● **Aim of the exercise**
Retype every entry exactly, down to the last character.
+++
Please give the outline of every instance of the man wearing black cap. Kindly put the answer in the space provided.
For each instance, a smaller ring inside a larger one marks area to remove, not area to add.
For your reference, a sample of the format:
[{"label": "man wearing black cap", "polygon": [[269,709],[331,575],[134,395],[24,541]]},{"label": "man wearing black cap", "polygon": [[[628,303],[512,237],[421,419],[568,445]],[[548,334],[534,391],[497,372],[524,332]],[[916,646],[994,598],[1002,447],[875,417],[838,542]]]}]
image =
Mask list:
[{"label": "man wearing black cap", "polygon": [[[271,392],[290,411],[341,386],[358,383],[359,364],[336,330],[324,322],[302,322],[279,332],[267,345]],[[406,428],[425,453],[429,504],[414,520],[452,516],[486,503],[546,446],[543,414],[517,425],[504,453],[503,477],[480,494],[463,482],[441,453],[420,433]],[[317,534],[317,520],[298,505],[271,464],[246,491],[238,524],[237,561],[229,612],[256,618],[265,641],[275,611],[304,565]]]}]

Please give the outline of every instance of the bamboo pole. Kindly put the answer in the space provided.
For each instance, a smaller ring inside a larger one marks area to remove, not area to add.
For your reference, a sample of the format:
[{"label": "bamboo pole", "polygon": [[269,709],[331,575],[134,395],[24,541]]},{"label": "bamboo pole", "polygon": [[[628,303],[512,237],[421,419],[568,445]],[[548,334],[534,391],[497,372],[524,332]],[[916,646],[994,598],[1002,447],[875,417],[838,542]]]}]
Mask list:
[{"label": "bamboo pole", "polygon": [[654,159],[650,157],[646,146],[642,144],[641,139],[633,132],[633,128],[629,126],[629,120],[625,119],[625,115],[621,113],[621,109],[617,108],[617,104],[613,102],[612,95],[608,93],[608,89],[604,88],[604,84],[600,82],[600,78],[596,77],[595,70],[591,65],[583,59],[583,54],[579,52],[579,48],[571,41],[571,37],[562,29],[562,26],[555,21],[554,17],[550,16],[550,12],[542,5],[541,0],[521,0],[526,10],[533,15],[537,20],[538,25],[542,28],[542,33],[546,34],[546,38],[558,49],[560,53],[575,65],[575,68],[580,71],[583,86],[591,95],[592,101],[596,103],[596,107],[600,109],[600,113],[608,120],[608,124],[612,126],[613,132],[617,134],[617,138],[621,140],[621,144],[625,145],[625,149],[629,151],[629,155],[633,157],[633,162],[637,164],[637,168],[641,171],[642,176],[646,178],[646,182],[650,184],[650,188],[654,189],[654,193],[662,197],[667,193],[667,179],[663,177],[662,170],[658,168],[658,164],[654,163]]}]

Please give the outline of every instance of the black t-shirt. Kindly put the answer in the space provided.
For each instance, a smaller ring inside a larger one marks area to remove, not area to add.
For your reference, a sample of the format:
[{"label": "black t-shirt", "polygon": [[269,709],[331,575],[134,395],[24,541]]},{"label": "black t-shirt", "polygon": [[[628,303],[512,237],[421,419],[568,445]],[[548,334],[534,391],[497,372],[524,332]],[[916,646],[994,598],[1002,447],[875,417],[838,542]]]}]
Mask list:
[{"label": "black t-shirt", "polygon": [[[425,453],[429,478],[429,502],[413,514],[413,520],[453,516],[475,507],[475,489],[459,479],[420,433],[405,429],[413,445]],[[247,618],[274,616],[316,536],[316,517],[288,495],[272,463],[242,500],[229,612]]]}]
+++
● **Output for this exercise**
Please give the outline of every instance of the man wearing black cap. Kindly put the answer in the space provided.
For each instance, a smaller ring inside a larger one marks area to remove, not area to add.
For your reference, a sample of the format:
[{"label": "man wearing black cap", "polygon": [[269,709],[331,575],[134,395],[24,541]]},{"label": "man wearing black cap", "polygon": [[[628,303],[512,237],[421,419],[568,445]],[[548,334],[534,391],[497,372],[524,332]],[[916,646],[994,598],[1002,447],[875,417],[838,542]]]}]
image =
Mask list:
[{"label": "man wearing black cap", "polygon": [[[271,392],[290,411],[341,386],[358,383],[359,364],[336,330],[324,322],[302,322],[279,332],[267,345]],[[406,428],[425,453],[429,504],[414,520],[452,516],[486,503],[546,446],[543,414],[517,425],[504,453],[503,477],[480,494],[463,482],[441,453],[420,433]],[[317,534],[317,520],[298,505],[271,464],[246,491],[238,524],[237,561],[229,612],[256,618],[265,641],[275,611],[304,565]]]}]

Please give the outline of every instance of the bamboo pole. Kindly put the answer in the space provided.
For each instance, a smaller ring inside a larger one marks area to remove, not area to add.
For your reference, a sample of the format:
[{"label": "bamboo pole", "polygon": [[269,709],[331,575],[134,395],[24,541]]},{"label": "bamboo pole", "polygon": [[[628,303],[512,237],[421,419],[568,445]],[[548,334],[534,391],[497,372],[524,332]],[[916,646],[994,598],[1002,447],[875,417],[838,542]]]}]
Mask list:
[{"label": "bamboo pole", "polygon": [[654,159],[650,157],[646,146],[642,144],[641,139],[633,132],[633,128],[629,126],[629,120],[625,119],[625,115],[621,113],[621,109],[617,108],[617,104],[613,102],[612,95],[608,93],[608,89],[604,88],[604,84],[600,82],[600,78],[596,77],[595,70],[591,65],[583,59],[583,54],[579,52],[579,48],[571,41],[571,37],[562,29],[562,26],[555,21],[554,17],[550,16],[550,12],[542,5],[541,0],[521,0],[526,10],[533,15],[537,20],[538,25],[542,28],[542,33],[546,34],[546,38],[558,49],[560,53],[575,65],[575,68],[580,71],[583,86],[591,95],[592,101],[596,103],[596,107],[600,109],[600,113],[608,120],[608,124],[612,126],[613,132],[617,134],[617,138],[621,140],[621,144],[625,145],[625,149],[629,151],[629,155],[633,157],[633,162],[637,164],[637,168],[641,171],[642,176],[646,178],[646,182],[650,184],[650,188],[654,189],[654,193],[662,197],[667,193],[667,179],[663,177],[662,170],[658,168],[658,164],[654,163]]}]

Please give the outline of every instance of the black t-shirt. Kindly put the answer in the space provided.
For each instance, a smaller ring inside a larger one marks area to remove, not area to add.
For your reference, a sample of the format:
[{"label": "black t-shirt", "polygon": [[269,709],[331,575],[134,395],[24,541]]},{"label": "black t-shirt", "polygon": [[[628,303],[512,237],[421,419],[568,445]],[[548,334],[534,391],[497,372],[524,332]],[[916,646],[994,598],[1002,447],[875,417],[838,542]]]}]
Mask list:
[{"label": "black t-shirt", "polygon": [[[425,453],[429,478],[429,502],[413,514],[413,520],[453,516],[475,507],[475,489],[459,479],[420,433],[405,429],[413,445]],[[247,618],[274,616],[316,536],[316,517],[288,495],[272,463],[242,500],[229,612]]]}]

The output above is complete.